## START

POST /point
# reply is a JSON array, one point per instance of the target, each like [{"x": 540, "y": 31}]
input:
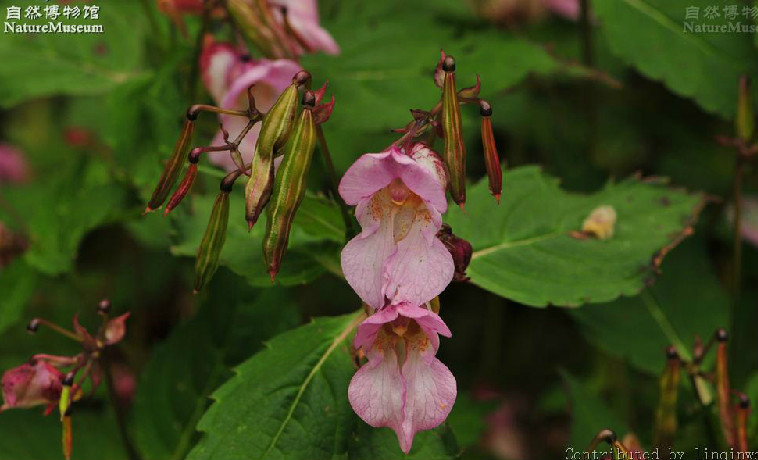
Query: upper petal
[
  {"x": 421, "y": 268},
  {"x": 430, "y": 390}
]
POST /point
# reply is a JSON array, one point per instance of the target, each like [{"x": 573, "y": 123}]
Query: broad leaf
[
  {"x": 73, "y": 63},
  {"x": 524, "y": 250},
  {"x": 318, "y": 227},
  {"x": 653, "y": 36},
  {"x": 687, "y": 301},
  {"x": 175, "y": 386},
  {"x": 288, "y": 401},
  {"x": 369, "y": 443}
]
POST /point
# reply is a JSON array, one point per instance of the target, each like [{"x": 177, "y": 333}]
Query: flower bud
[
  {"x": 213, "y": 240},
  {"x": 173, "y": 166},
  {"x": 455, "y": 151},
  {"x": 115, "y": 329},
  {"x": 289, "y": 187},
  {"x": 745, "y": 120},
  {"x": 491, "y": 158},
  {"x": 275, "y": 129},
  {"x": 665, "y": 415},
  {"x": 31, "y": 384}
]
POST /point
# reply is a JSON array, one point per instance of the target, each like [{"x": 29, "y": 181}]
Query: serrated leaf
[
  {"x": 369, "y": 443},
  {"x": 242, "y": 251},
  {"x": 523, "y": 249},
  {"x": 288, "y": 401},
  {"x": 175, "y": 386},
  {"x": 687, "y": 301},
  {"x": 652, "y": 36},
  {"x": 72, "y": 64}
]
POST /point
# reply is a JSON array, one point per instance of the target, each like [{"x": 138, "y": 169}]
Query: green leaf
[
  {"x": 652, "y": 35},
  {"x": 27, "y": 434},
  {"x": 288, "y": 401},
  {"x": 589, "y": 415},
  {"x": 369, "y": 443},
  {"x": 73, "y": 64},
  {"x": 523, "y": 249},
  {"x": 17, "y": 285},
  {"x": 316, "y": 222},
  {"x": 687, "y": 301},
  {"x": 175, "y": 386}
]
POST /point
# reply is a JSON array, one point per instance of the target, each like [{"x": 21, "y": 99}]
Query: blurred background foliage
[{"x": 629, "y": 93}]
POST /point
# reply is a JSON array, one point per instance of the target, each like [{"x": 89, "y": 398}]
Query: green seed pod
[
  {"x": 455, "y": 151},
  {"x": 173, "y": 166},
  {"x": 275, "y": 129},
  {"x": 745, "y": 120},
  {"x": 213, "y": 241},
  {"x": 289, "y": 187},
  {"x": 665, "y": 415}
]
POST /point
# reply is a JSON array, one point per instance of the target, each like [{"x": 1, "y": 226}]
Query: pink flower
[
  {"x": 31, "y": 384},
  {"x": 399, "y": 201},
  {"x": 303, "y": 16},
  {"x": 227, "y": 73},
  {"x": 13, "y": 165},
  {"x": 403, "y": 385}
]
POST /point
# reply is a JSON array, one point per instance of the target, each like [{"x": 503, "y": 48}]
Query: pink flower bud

## END

§ **What to do**: Transcribe the listing in full. Omit the pictures and keep every line exact.

§ **Exercise solution**:
POST /point
# reply is a JSON array, one point per instance of the target, each like [{"x": 540, "y": 31}]
input:
Query: upper petal
[
  {"x": 421, "y": 268},
  {"x": 430, "y": 390}
]
POST /point
# reply is a JSON array, one point per instance of the target, each like [{"x": 573, "y": 123}]
Query: broad leaf
[
  {"x": 73, "y": 63},
  {"x": 524, "y": 250},
  {"x": 318, "y": 227},
  {"x": 653, "y": 36},
  {"x": 687, "y": 301},
  {"x": 175, "y": 386},
  {"x": 288, "y": 401},
  {"x": 369, "y": 443}
]
POST /point
# reply is a JSON array, one point per instance of the target, each like [{"x": 177, "y": 333}]
Query: flower bud
[
  {"x": 213, "y": 240},
  {"x": 173, "y": 166},
  {"x": 455, "y": 151},
  {"x": 115, "y": 329},
  {"x": 289, "y": 187},
  {"x": 745, "y": 120},
  {"x": 491, "y": 158},
  {"x": 275, "y": 129},
  {"x": 665, "y": 415},
  {"x": 31, "y": 384}
]
POST /point
# reply is a JSON array, one point per instance of the target, each like [{"x": 29, "y": 181}]
Query: serrated leaf
[
  {"x": 369, "y": 443},
  {"x": 242, "y": 251},
  {"x": 523, "y": 249},
  {"x": 288, "y": 401},
  {"x": 175, "y": 386},
  {"x": 687, "y": 301},
  {"x": 652, "y": 36},
  {"x": 72, "y": 64}
]
POST /point
# reply is a JSON array, one point per instance of the target, each like [{"x": 138, "y": 169}]
Query: green leaf
[
  {"x": 652, "y": 35},
  {"x": 27, "y": 434},
  {"x": 288, "y": 401},
  {"x": 589, "y": 415},
  {"x": 369, "y": 443},
  {"x": 73, "y": 64},
  {"x": 523, "y": 249},
  {"x": 17, "y": 285},
  {"x": 316, "y": 222},
  {"x": 687, "y": 301},
  {"x": 175, "y": 386}
]
POST /point
# reply is a JSON array, one point per instance of the target, each like [{"x": 21, "y": 99}]
Query: blurred background foliage
[{"x": 629, "y": 93}]
POST /point
# reply is a JSON array, one point per instance of the target, each like [{"x": 89, "y": 398}]
Query: green seed pod
[
  {"x": 455, "y": 151},
  {"x": 173, "y": 166},
  {"x": 275, "y": 129},
  {"x": 745, "y": 120},
  {"x": 213, "y": 241},
  {"x": 289, "y": 187},
  {"x": 665, "y": 415}
]
POST /point
# reply is a JSON array, one point per instance of the target, each like [{"x": 1, "y": 226}]
Query: pink flower
[
  {"x": 31, "y": 384},
  {"x": 399, "y": 201},
  {"x": 303, "y": 16},
  {"x": 227, "y": 73},
  {"x": 13, "y": 165},
  {"x": 403, "y": 385}
]
POST /point
# reply is a JSON array, one point per instance of the target, each like [{"x": 503, "y": 48}]
Query: pink flower bud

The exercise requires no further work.